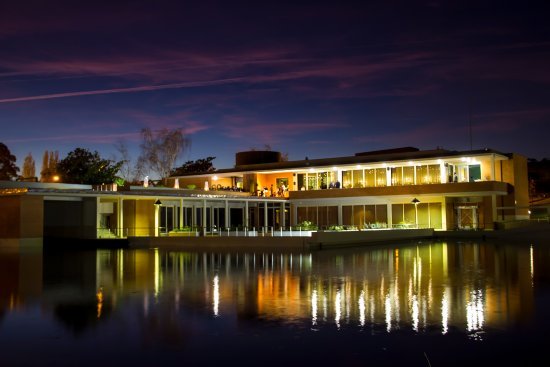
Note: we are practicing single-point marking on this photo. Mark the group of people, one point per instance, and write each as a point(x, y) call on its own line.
point(272, 192)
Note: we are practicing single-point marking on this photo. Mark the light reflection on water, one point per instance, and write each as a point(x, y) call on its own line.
point(468, 289)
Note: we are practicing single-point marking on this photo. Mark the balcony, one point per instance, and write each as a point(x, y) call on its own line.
point(480, 188)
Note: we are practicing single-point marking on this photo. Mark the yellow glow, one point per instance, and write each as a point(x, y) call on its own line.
point(362, 308)
point(216, 301)
point(99, 296)
point(337, 308)
point(157, 272)
point(445, 311)
point(13, 191)
point(532, 264)
point(314, 307)
point(414, 312)
point(475, 313)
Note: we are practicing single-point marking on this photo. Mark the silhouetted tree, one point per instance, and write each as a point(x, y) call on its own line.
point(84, 167)
point(8, 169)
point(161, 149)
point(128, 171)
point(49, 166)
point(29, 168)
point(202, 165)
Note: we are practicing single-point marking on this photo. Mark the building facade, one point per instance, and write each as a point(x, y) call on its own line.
point(398, 188)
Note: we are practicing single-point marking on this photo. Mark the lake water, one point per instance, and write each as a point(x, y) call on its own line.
point(418, 304)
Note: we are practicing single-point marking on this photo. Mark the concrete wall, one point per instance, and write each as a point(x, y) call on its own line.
point(70, 219)
point(139, 217)
point(21, 216)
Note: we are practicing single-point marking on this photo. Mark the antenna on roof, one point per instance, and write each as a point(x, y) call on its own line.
point(470, 124)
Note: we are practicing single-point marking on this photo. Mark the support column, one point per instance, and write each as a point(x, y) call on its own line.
point(226, 221)
point(156, 220)
point(390, 216)
point(245, 214)
point(265, 215)
point(494, 207)
point(493, 173)
point(204, 216)
point(282, 215)
point(120, 218)
point(181, 214)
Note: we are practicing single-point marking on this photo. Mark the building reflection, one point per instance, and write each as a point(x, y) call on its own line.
point(20, 273)
point(434, 287)
point(467, 287)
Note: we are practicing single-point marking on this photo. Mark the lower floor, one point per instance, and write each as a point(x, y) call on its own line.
point(141, 217)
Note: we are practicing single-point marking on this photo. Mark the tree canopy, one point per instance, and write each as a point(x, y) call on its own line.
point(161, 149)
point(84, 167)
point(8, 169)
point(202, 165)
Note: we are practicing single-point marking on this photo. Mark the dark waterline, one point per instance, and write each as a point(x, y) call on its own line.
point(422, 304)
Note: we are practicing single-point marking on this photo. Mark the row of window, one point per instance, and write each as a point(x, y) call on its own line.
point(390, 176)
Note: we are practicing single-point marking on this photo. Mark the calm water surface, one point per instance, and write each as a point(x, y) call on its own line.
point(422, 304)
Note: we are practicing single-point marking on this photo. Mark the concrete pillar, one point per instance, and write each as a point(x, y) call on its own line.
point(180, 224)
point(265, 215)
point(245, 214)
point(157, 208)
point(493, 172)
point(226, 222)
point(120, 218)
point(282, 215)
point(390, 216)
point(204, 215)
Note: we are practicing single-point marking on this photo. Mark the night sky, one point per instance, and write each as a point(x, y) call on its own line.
point(308, 78)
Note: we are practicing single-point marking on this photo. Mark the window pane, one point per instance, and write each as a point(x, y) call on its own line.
point(380, 177)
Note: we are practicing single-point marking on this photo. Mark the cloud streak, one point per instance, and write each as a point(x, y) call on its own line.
point(122, 90)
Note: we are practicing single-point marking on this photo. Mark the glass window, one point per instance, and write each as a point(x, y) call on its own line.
point(370, 179)
point(323, 180)
point(346, 179)
point(434, 173)
point(301, 181)
point(422, 176)
point(358, 178)
point(475, 172)
point(397, 176)
point(380, 177)
point(311, 181)
point(408, 175)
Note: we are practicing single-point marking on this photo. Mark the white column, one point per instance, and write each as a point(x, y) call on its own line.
point(204, 215)
point(120, 218)
point(265, 215)
point(226, 222)
point(245, 224)
point(282, 215)
point(390, 217)
point(493, 173)
point(156, 220)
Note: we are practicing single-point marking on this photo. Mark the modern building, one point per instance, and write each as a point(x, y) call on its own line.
point(397, 188)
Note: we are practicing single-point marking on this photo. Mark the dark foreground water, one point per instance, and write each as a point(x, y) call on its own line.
point(422, 304)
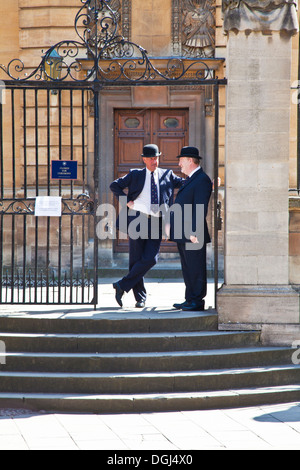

§ **Aim of the exercise**
Transcribe nothing but the lines from the one containing "Mark the glass" through the final line of the records, exactly as written and without pictures.

§ **Reply**
Note: we are practicing single-point marking on this photo. Mark the glass window, one point per instance, and write each as a point(x, y) call on its own line.
point(370, 179)
point(323, 180)
point(346, 179)
point(434, 173)
point(301, 181)
point(422, 176)
point(358, 178)
point(475, 172)
point(397, 176)
point(380, 177)
point(311, 181)
point(408, 175)
Note: we are practicing single-point marking on this photo. Mark the white column, one point per instance, and write each as a point(x, y) call on its own line.
point(204, 215)
point(120, 218)
point(265, 215)
point(226, 222)
point(245, 224)
point(282, 215)
point(390, 217)
point(493, 173)
point(156, 220)
Note: we are practicing single-point marking on this photo. Mark the modern building, one point per instance, and write each as a point(x, y) call on its own line.
point(397, 188)
Note: we are practicing single-point marking on this photo. Mark the dark foreground water, one point per instance, and write each as a point(x, y) call on its own line.
point(422, 304)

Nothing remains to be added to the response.